◆ Excerpt provided
At the old Ko, the seats were small wooden benches with no cushion and no back. They looked streamlined and minimalist pushed under the counter, but they didn’t seem so cool after twelve courses. The new Ko has tall stools with comfortable seats and leather backs that you can melt into with your after-dinner cocktail and your full belly. There’s also a gorgeous dark-wood counter now that looks richer than the blonde wood at the old Ko, and you’ll now get a printed menu in a textured cover at the end of the meal. So that extra money you’re paying now is being well-spent, and Michelin is sure to notice that Ko is now way, way more comfortable than Brooklyn Fare is.
We started off with a bottle of Riesling
and then took in the sights of the new kitchen and chatted with the chef in front of us while we waited for our first course:
And then, the food:
A Ko classic that keeps evolving, this little fried potato tube was filled with creamy pimiento cheese. Imagine eating a Lay’s cheddar potato chip, only way more delicious. And where you can only have one instead of half the bag.
A sweet little beet ball with the lasting tang of citrus. Followed by a slice of apple with the sting of horseradish, topped with smoky, crunchy rice.
The tiniest “lobster roll” with an unexpected mint finish (though not unexpected if you, unlike me, know what a paloise sauce is) tasted so fresh next to richer–but not any bigger–Caesar salad boat filled with avocado mousse. The woman next to us told me to put my very small iPhone in the shot to show how incredibly, incredibly adorable these little dollhouse dishes were.
This Arctic char roll hit us with jalapeño first, then cucumber to cool it down. The freshness of herbs finished off every bite.
Like the teeniest triple-decker sandwich, this was miniature toasted bread with a little hint of brine. Our palates missed the green tea on top because of the overwhelming toasty taste, but I sure did like squashing the roe with the layers of cracker.

◆ Dataset excerpt

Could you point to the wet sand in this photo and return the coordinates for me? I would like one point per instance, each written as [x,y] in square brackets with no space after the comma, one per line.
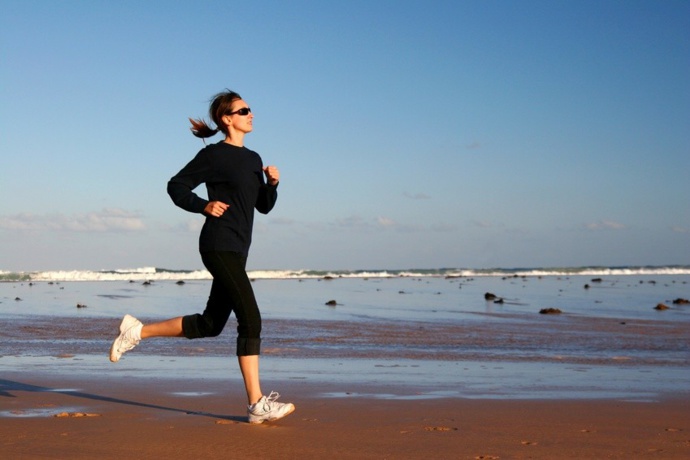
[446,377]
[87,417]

◆ Objective
Continue the review of the new Ko from its final sentence. The lines after the review are from an unrelated source.

◆ Task output
I always think of Ko when I have madai thanks to the plate of sashimi included in their old lunch service that inevitably included some brand new take on the fish every time. Chef Carey wouldn’t tell us what he was misting the bowl with before he served it to us, but the scent of shiso filled our airspace. It turned out to be a spray bottle full of “shiso essence” he had, which we should all inquire about buying from them as perfume. Little bits of jalapeño and lime caviar made for occasional bursts of flavor in an otherwise very subtle dish of consomme jelly.
This was one of the most memorable dishes of the night, which isn’t surprising, since it reminded me of the wonderful halibut in whey I had at Atera. That was back in 2012, and I still vividly remember the experience of eating it. This was a New Jersey(!) scallop with an almond milk sauce that was slightly starchy to give some texture to the dish. The bamboo was tender, not woody, and the little slivers of green pepper packed so much perfectly-paired flavor that I felt I could’ve eaten a whole bowl of them. I can’t wait to eat this one again sometime.
This was a razor clam for anyone who’s afraid of the way it looks in its long tampon of a shell. This is one of the main reasons I love fine dining: eating things I wouldn’t necessarily seek out otherwise but having them presented so beautifully that I can’t resist them. The little slices of clam had a little chew to them, while the basil seeds were super slimy. The overall effect was slightly fruity and sweet thanks to the pineapple, but it was missing the little punch of flavor I expect from a good Ko dish, and we would’ve been fine had this been a very small serving, like a shot.
Mackerel sushi with lots of ginger and scallions. A layer of fermented sunflower added a grainy texture.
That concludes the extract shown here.